DOEL
Haal uit de items elke regel waarin het woord "hedge" staat en schrijf die regels over.

MATERIAAL
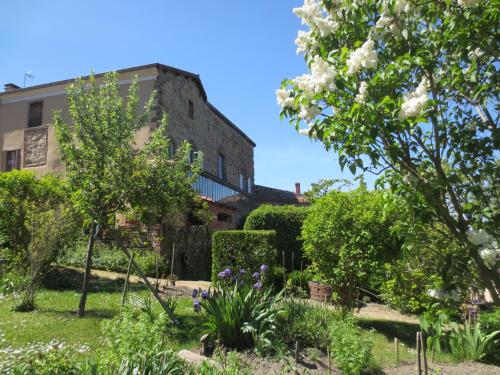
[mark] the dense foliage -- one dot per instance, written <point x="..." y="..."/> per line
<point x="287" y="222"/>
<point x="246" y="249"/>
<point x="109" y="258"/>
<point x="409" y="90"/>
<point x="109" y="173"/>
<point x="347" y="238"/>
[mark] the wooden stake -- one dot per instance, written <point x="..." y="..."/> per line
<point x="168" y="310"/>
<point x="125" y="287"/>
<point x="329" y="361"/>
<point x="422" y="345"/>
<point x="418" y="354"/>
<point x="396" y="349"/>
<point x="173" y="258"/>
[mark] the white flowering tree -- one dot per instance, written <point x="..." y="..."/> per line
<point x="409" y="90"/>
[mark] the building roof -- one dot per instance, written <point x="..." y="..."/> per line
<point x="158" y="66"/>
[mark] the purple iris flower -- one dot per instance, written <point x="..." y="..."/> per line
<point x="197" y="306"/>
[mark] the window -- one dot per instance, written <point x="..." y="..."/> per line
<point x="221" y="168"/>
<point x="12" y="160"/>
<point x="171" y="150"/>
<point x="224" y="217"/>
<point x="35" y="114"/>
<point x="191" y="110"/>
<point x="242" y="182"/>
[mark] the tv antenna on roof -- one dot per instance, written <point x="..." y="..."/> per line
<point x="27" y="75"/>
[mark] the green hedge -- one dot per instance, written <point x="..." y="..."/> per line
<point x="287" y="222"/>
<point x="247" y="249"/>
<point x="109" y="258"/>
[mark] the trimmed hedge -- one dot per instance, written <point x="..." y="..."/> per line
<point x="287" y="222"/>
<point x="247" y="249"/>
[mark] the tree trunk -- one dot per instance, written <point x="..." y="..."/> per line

...

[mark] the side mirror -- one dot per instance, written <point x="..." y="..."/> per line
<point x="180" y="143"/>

==

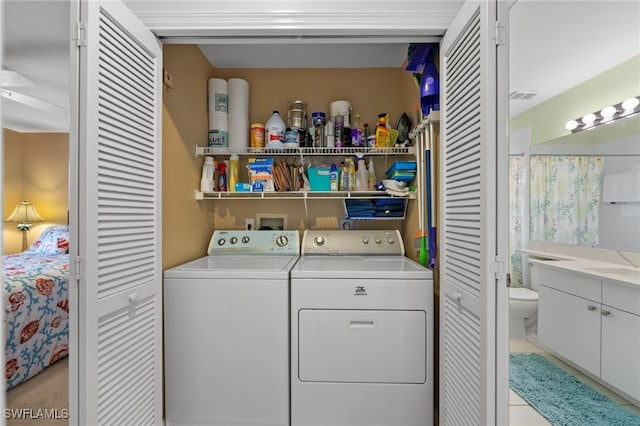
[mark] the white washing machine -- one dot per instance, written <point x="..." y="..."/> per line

OPLOSSING HIERONDER
[mark] the green hedge -- one dot per instance, written <point x="..." y="..."/> per line
[mark] the trimmed hedge -- one dot per instance, written <point x="..." y="..."/> per line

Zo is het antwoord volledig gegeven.